Task to carry out
Look below for the line containing "Locate the blue". Output it and each remaining line of the entries exactly, and nothing else.

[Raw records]
"""
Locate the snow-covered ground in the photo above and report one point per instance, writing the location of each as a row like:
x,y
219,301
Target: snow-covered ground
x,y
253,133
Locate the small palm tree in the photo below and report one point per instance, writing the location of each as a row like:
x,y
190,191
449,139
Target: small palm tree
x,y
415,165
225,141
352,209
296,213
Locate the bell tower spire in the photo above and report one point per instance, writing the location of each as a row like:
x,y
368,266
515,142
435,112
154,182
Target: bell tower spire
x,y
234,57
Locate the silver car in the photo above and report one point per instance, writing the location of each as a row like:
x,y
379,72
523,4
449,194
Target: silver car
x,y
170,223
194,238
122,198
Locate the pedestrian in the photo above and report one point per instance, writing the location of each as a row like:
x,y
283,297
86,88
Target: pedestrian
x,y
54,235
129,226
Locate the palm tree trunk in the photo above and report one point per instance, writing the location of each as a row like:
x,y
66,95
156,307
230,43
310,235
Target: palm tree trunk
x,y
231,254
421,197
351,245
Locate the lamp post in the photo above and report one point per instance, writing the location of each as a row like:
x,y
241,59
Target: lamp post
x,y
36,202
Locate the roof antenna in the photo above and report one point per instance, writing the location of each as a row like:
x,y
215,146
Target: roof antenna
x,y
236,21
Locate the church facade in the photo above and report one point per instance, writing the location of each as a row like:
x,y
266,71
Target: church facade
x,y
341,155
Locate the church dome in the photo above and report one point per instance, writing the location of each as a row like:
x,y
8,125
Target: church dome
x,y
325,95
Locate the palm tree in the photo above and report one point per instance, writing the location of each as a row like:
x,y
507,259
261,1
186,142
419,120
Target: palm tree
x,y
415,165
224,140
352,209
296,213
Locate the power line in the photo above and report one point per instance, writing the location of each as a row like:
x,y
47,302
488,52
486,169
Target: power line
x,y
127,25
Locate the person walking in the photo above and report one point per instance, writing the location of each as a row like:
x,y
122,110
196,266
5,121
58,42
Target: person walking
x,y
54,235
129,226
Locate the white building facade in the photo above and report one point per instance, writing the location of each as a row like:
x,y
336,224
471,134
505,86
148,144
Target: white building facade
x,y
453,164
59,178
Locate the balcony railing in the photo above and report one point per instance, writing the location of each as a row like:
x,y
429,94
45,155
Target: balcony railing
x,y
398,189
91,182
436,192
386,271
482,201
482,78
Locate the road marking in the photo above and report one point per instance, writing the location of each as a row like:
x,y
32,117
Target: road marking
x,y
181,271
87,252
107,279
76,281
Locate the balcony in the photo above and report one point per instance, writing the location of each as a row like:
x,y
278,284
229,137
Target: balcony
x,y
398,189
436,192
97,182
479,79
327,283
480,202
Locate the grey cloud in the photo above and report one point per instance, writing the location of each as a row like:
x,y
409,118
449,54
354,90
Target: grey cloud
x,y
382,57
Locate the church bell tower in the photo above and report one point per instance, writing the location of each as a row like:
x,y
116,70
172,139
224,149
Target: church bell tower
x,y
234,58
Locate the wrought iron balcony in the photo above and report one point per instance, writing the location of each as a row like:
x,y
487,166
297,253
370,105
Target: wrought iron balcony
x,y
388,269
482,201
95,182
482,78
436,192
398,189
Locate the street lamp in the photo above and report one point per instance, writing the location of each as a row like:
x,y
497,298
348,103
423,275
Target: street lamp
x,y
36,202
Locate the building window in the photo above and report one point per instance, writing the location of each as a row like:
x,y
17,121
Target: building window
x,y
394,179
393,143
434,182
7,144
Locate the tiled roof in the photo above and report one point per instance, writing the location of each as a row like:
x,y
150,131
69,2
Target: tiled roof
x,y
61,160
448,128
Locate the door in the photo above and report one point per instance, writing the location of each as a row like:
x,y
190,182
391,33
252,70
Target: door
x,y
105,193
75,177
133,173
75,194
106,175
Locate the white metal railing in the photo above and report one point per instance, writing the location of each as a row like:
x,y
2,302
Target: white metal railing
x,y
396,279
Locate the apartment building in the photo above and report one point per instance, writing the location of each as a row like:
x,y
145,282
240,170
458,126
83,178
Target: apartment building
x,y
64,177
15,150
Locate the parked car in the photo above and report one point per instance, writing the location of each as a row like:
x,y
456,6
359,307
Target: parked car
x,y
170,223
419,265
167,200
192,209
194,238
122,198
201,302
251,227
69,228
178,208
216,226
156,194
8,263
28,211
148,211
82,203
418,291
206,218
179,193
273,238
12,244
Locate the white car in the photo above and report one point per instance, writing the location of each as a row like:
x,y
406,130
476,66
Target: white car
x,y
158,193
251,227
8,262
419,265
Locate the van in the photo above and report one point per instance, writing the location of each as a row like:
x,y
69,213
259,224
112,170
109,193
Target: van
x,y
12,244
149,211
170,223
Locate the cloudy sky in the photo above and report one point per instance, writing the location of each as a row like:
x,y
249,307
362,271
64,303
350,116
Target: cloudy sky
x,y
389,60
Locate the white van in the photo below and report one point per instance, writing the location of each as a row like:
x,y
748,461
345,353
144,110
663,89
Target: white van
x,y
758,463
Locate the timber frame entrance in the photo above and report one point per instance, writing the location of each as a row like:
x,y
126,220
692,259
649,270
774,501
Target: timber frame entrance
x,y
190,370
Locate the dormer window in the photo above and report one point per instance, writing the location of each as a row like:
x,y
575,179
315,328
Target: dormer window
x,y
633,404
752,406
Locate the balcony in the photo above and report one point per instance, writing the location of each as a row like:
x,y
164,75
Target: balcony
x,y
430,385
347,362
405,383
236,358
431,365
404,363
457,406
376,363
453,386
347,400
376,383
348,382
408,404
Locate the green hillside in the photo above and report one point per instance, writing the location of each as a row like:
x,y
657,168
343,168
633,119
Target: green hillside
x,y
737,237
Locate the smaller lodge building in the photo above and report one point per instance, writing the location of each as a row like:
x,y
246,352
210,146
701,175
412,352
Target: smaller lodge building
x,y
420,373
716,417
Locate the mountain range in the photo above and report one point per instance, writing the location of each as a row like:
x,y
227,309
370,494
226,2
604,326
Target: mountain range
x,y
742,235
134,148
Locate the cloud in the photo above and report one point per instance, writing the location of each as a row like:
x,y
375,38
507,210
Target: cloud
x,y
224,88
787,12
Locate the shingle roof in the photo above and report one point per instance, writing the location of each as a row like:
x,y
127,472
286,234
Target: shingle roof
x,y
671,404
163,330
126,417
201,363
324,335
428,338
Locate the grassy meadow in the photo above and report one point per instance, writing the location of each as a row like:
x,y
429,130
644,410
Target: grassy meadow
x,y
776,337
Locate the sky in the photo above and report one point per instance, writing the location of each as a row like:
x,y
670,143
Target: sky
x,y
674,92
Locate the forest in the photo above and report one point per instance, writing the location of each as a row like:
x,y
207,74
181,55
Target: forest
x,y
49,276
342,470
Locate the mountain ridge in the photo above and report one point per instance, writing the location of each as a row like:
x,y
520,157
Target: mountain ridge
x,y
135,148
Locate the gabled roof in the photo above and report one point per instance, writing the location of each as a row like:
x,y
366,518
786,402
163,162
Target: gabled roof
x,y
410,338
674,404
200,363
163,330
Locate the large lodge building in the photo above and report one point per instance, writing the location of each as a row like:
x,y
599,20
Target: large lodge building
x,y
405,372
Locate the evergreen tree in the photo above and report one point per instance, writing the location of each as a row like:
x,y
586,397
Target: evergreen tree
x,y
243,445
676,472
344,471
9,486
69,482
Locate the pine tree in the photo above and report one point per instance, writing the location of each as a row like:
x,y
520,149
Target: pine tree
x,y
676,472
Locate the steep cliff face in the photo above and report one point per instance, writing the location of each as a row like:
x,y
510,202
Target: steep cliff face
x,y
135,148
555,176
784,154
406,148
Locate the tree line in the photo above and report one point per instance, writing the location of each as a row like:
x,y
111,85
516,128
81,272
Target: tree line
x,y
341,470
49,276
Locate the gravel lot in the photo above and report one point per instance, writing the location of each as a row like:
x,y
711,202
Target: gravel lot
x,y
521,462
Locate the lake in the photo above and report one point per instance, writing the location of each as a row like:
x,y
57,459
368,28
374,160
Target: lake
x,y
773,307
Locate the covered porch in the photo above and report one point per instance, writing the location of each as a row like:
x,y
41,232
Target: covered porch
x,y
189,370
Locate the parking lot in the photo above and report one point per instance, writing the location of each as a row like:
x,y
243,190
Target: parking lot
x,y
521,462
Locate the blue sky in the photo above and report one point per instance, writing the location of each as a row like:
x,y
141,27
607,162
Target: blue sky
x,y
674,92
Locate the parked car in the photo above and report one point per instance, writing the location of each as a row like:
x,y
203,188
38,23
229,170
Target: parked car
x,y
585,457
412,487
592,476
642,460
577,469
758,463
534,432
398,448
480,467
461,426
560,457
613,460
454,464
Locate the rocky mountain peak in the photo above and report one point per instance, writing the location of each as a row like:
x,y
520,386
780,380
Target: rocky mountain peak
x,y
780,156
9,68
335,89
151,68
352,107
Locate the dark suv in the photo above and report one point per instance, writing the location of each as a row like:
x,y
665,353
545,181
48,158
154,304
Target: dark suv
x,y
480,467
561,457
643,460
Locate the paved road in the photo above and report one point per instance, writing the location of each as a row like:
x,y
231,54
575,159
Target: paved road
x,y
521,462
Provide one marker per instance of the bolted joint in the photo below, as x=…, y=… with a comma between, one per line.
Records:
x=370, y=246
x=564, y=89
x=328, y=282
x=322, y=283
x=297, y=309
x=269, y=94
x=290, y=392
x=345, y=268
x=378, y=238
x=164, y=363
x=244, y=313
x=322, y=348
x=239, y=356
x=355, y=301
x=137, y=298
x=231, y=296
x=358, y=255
"""
Response below
Locate the blue sky in the photo above and report one point per instance, writing the location of each as a row like:
x,y
141,27
607,162
Target: blue sky
x,y
674,92
Locate the parked car in the photo above and report one point per instance, writing the location of each as a row like:
x,y
203,188
38,23
229,170
Target: parked car
x,y
585,457
412,487
592,476
642,460
577,469
758,463
534,432
398,448
480,467
461,426
560,457
613,460
454,464
Locate the rocky mountain peak in the photo above and report one point per instance, writing the location of each as a row like:
x,y
520,386
780,380
Target: rocky mountain peak
x,y
780,156
9,68
335,89
151,68
352,107
Locate the dark suv in the photo above and report one point per instance, writing the location of each as a row like:
x,y
665,353
545,181
48,158
154,304
Target: dark suv
x,y
480,467
561,457
643,460
Locate the paved road in the photo above and report one point per instance, writing the location of each as a row like:
x,y
231,54
575,159
Target: paved road
x,y
521,462
Provide one marker per instance of the bolted joint in the photo below, as x=…, y=… with a comma between, one per line.
Records:
x=370, y=246
x=564, y=89
x=328, y=282
x=322, y=283
x=297, y=309
x=269, y=94
x=290, y=392
x=345, y=268
x=378, y=238
x=164, y=363
x=244, y=313
x=322, y=348
x=239, y=356
x=355, y=301
x=137, y=298
x=231, y=296
x=358, y=255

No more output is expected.